(A block of data)
==============================
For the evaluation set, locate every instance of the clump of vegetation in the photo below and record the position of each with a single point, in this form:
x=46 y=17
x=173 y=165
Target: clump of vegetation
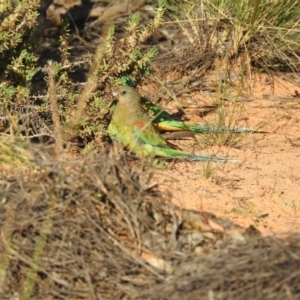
x=263 y=33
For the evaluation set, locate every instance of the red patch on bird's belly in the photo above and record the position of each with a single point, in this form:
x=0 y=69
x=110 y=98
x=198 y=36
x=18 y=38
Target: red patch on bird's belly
x=139 y=124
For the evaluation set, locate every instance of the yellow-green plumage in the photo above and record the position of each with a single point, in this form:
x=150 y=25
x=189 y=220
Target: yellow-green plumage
x=133 y=129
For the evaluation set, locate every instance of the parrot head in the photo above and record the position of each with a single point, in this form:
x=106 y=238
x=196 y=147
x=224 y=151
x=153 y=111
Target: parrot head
x=126 y=94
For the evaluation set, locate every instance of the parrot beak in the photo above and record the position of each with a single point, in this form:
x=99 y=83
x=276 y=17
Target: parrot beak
x=116 y=92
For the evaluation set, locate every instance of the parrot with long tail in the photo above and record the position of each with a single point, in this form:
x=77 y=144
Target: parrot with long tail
==============================
▸ **EXERCISE DETAILS**
Arrange every line of the items above as a Markdown table with the columns "Row" and "Item line," numbering the rows and skipping blank lines. Leave the pictures out of the table.

▸ **SOLUTION FOR THIS EXERCISE**
| Row | Item line |
|---|---|
| 1 | For the evaluation set, locate every instance of the clump of vegetation in the photo below and record the position of each with a single point, in this form: |
| 2 | x=46 y=17 |
| 3 | x=173 y=165 |
| 4 | Target: clump of vegetation |
| 5 | x=263 y=33 |
| 6 | For the evaluation set, locate every instance of the red patch on bird's belly in the photo above and record the position of each with a single point, in this form: |
| 7 | x=0 y=69 |
| 8 | x=110 y=98 |
| 9 | x=198 y=36 |
| 10 | x=18 y=38 |
| 11 | Target: red patch on bird's belly |
| 12 | x=139 y=124 |
| 13 | For the evaluation set, locate every instance of the yellow-green plumage in the photo above and record the position of each with a single point, in this form: |
| 14 | x=150 y=25 |
| 15 | x=189 y=220 |
| 16 | Target: yellow-green plumage |
| 17 | x=133 y=129 |
| 18 | For the evaluation set, locate every instance of the parrot head in the photo above and record the position of each with a single point, in this form: |
| 19 | x=106 y=238 |
| 20 | x=196 y=147 |
| 21 | x=224 y=151 |
| 22 | x=153 y=111 |
| 23 | Target: parrot head |
| 24 | x=126 y=94 |
| 25 | For the evaluation set, locate every instance of the parrot beak in the photo above and record the position of each with a single point, in this form: |
| 26 | x=99 y=83 |
| 27 | x=276 y=17 |
| 28 | Target: parrot beak |
| 29 | x=116 y=92 |
| 30 | For the evaluation set, locate every instance of the parrot with long tail in the photo above and record the position of each with a single point, in this form: |
| 31 | x=77 y=144 |
| 32 | Target: parrot with long tail |